[The task]
List the member states that the article below on the Merkel–Macron proposal names as highly indebted.

Start of Page extract

The Merkel–Macron proposal: a new instrument born of necessity
26 May 2020
The proposed EU recovery fund could be the instrument to protect the euro against existential crises, but financing and repayment modalities need to be negotiated.
by Hubert Gabrisch
photo: European Council, CC-BY-NC-ND 2.0
Two remarkable events recently burst upon the economic policy agenda of the European Union.
The first was the judgment by the German Federal Constitutional Court on 5 May against the massive Asset Purchase Programme of the European Central Bank (ECB). In direct opposition to the European Court of Justice, the Federal Court ruled that the programme goes beyond the ECB's mandate by involving itself in German fiscal policy, and obliges the German government to demand an explanation with respect to these actions from the Central Bank. The ruling effectively puts an end to Mario Draghi’s ‘whatever it takes’ promise. From now on, highly indebted member states such as Spain, Italy and Greece would be well advised not to risk credit financing for measures to tackle the consequences of Coronavirus. The capital markets may once again not accept an even higher public debt in those countries (just as in 2012). In that case, the monetary union would again run into trouble, if the ECB is not allowed by the German government to protect the common currency using non-standard monetary policies. Hence, a new instrument is needed.
The second event followed on almost immediately: the Merkel–Macron proposal for a EUR 500 billion recovery fund, to be disbursed in the form of non-repayable grants to member countries and regions that have been particularly badly hit by the Coronavirus crisis. The fund would be financed by EU Commission borrowing on the financial markets.
In linking the two events, we might first of all point out that the proposed recovery fund could significantly reduce the need for the exclusive use of non-standard monetary policy measures to combat Europe-wide crises, particularly as the effectiveness of such measures declines as their scale increases. Despite the temporary nature of the fund, the proposal could pave the way for a permanent fiscal crisis mechanism at the European level, as a counterpart to the European Central Bank. Many commentators have seen the lack of such a mechanism as a fundamental in-built weakness of the monetary union that has aggravated the economic downturn on the margins of the euro area and has delayed the recovery of the entire area following the sovereign debt crisis. Hence, the Merkel–Macron proposal offers a way out of an institutional framework, the intellectual foundations of which have ceased to be widely accepted in the academic community. It looks almost like a revolution, born of necessity.
However, before the negotiations at the European level can produce any substantial plan, there are certain problems that need to be resolved, including the intention of raising the proposed EUR 500 billion on the financial markets. Art. 310 (1) of the Treaty on the Functioning of the European Union – an element of the EU’s primary law – requires budget expenditure to be balanced by revenue. Indeed, this is an even more powerful rule than that which the Stability and Growth Pact of 1997, subsequently strengthened by the Fiscal Compact of 2012, imposes on member states. In fact, borrowing requires a change to the EU Treaty, which has to be passed unanimously by the Council. But even that is not the end: a Council decision needs to be followed by various ratification procedures at the national level, which would take time and may result in some unpleasant surprises. The problem could be solved if, instead of being part of the EU budget, the fund were to be made into a legally independent body of the EU member states, according to the Union’s secondary law. There are important precedents for this, such as the European Stability Mechanism or the European Investment Bank. On this point, unfortunately, the Merkel–Macron proposal is silent.

End of Page extract
Start of Data provided

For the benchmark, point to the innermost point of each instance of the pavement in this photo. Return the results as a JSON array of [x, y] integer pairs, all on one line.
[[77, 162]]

End of Data provided

[Reply to the task]
Spain, Italy, Greece